[[ DATA IN THIS EXERCISE open ]]

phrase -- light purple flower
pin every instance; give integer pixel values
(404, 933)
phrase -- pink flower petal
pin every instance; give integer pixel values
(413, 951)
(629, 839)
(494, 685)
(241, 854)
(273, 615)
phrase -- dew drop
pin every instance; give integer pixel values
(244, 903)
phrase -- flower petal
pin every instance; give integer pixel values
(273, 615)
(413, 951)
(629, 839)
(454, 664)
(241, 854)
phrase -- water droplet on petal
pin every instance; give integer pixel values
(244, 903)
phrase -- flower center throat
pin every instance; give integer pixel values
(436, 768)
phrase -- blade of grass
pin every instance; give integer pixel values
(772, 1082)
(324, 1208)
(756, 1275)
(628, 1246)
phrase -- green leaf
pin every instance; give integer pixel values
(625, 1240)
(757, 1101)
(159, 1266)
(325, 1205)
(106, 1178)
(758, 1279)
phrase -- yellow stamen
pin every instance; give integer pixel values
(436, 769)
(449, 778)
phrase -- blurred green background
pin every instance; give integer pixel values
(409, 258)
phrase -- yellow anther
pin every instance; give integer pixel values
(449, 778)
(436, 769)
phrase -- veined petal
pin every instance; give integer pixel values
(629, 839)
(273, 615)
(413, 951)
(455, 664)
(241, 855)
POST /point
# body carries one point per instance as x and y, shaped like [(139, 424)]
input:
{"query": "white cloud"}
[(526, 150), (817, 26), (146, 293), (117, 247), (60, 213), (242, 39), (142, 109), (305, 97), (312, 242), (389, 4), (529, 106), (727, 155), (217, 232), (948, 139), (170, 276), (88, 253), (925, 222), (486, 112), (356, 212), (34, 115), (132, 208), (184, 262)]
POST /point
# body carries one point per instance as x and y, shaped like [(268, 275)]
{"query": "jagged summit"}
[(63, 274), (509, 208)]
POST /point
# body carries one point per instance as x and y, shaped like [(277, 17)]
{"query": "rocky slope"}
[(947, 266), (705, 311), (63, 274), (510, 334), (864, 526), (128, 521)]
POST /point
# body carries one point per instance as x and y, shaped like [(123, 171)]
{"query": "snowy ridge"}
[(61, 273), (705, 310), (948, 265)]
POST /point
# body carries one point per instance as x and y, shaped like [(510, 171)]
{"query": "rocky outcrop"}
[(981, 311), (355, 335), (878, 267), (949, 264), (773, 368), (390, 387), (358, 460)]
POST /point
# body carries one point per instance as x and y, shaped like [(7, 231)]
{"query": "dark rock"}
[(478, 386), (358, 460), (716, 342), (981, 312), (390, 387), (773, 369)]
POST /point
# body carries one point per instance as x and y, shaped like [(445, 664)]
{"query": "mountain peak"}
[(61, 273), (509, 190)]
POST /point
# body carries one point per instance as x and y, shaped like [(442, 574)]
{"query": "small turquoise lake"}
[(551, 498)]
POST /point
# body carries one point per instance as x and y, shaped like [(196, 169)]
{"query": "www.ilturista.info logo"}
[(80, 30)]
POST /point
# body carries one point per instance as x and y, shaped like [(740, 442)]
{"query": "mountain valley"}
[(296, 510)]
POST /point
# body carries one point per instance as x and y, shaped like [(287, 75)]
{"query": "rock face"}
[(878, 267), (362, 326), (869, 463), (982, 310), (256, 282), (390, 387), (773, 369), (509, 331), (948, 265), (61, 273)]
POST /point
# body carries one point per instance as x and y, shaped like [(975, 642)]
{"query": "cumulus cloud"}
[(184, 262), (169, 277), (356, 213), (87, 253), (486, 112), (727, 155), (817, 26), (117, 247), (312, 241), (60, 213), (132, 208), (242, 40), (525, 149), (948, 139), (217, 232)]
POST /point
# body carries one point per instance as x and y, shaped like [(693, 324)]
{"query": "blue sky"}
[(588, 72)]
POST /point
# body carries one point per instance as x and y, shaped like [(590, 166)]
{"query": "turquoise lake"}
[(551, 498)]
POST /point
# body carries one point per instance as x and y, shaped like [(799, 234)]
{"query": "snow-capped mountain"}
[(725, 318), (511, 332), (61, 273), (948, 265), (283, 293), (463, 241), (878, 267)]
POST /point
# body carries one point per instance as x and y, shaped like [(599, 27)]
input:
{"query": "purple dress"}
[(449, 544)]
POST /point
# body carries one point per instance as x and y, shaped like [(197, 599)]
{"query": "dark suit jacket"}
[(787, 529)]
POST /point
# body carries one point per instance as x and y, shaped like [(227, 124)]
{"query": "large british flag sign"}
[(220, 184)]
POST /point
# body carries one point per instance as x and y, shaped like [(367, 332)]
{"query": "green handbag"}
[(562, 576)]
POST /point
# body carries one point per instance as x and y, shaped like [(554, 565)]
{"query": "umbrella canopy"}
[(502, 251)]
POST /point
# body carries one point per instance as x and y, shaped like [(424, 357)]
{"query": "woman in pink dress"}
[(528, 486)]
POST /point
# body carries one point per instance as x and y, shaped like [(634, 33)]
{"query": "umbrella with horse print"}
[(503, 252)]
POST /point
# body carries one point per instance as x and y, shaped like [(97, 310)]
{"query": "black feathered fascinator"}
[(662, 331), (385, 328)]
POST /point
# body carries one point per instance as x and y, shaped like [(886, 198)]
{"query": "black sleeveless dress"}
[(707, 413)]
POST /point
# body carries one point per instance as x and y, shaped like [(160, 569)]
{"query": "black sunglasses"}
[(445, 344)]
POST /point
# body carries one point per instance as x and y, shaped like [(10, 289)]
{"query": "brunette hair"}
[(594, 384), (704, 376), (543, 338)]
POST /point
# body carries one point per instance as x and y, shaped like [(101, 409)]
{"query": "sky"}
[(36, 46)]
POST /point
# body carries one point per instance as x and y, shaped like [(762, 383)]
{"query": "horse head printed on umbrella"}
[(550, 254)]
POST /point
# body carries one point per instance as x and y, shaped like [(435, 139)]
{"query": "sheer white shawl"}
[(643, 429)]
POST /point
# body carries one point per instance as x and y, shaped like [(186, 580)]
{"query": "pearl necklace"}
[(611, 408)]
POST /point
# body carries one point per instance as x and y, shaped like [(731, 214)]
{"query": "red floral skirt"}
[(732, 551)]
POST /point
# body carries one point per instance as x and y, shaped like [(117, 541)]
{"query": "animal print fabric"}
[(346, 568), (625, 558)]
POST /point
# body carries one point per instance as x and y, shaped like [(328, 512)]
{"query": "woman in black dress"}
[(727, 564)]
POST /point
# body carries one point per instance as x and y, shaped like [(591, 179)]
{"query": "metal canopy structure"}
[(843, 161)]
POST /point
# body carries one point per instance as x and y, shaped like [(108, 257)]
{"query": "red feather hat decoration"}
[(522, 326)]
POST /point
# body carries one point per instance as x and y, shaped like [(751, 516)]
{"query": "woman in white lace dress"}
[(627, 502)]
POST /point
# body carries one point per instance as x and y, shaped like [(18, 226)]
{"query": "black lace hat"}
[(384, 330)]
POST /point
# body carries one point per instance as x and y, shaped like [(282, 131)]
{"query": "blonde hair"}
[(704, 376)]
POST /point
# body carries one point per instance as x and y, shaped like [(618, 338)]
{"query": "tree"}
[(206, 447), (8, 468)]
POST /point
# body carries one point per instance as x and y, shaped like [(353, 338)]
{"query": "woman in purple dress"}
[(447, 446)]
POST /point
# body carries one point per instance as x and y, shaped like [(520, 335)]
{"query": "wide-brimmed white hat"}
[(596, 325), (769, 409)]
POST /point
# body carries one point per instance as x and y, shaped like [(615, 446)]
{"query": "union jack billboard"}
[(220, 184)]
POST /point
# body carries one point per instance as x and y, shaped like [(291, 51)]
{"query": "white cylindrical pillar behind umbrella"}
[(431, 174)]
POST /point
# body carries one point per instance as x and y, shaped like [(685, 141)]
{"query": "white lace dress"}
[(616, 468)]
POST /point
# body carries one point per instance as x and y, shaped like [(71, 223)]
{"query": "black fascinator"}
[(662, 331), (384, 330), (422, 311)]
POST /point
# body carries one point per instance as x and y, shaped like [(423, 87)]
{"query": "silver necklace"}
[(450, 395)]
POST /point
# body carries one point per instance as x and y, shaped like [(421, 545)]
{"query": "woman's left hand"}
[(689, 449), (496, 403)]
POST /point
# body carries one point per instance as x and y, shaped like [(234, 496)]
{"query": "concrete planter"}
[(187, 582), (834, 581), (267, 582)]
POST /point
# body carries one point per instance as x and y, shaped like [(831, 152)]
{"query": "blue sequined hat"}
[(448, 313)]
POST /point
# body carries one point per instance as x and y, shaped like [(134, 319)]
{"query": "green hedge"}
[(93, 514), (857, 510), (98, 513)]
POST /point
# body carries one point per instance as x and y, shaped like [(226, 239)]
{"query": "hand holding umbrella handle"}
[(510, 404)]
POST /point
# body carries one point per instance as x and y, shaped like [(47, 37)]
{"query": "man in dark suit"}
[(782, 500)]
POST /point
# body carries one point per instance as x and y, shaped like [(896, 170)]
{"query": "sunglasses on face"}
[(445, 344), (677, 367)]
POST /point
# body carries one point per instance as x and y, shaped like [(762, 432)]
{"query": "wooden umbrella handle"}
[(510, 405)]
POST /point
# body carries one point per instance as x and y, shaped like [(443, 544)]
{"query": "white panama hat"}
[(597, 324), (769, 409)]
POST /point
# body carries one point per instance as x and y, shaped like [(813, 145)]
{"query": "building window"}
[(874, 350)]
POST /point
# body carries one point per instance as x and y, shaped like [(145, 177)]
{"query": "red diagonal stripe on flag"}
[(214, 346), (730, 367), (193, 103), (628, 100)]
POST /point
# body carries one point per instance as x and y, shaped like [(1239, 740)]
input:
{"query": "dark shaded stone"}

[[ DATA IN THIS EXERCISE closed ]]

### TASK INSTRUCTIONS:
Check each line of the data above for the string "petal", then report how many lines have it, with no other words.

### OUTPUT OF THE EXERCISE:
4